State how many of the lines below contain the string "mountain", matching case exactly, and give only that number.

## INFORMATION PROVIDED
[START]

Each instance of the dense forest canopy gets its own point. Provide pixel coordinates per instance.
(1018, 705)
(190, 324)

[END]
[START]

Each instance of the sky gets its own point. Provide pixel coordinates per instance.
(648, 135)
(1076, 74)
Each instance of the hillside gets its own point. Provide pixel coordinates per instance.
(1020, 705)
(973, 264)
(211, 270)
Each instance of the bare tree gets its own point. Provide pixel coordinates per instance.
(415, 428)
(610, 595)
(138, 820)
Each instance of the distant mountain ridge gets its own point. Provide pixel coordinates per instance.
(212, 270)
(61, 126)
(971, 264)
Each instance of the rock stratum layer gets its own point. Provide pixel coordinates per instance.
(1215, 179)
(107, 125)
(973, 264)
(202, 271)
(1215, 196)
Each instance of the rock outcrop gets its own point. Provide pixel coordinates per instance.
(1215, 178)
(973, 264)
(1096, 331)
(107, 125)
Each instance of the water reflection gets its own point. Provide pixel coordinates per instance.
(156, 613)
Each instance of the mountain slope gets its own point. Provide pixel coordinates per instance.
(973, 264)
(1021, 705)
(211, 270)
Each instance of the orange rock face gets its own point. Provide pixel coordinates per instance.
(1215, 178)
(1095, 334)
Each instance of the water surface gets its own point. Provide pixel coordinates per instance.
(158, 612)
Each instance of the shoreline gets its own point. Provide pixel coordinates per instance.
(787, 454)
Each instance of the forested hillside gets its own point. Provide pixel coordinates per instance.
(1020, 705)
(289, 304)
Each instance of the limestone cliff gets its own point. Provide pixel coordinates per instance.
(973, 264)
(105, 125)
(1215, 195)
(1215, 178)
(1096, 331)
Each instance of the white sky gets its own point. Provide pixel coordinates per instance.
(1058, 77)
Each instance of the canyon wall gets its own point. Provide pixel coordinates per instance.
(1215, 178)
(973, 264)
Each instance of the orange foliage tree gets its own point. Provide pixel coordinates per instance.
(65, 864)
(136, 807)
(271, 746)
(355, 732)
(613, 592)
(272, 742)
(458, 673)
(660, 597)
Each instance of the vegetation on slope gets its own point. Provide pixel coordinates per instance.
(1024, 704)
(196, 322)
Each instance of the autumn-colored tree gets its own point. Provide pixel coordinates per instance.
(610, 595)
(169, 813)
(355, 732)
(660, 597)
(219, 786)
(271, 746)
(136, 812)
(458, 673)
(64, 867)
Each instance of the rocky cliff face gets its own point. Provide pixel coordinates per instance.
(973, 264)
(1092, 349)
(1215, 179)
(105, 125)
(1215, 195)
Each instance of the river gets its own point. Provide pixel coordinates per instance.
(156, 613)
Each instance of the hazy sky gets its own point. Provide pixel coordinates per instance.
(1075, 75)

[END]

## ANSWER TO THE EXERCISE
2